Saved entries
--- start ---

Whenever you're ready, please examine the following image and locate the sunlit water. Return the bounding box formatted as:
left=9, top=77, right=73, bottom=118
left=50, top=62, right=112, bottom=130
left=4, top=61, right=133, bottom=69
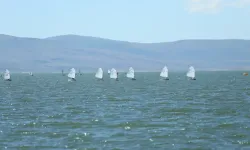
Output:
left=0, top=72, right=250, bottom=150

--- end ---

● Work to do
Copy every item above word for word, but leave out the pictures.

● Complete output
Whenever you're ready, please examine the following image and locate the sunlit water. Return the bounding box formatted as:
left=9, top=77, right=73, bottom=118
left=50, top=62, right=112, bottom=130
left=4, top=61, right=133, bottom=69
Output:
left=0, top=72, right=250, bottom=150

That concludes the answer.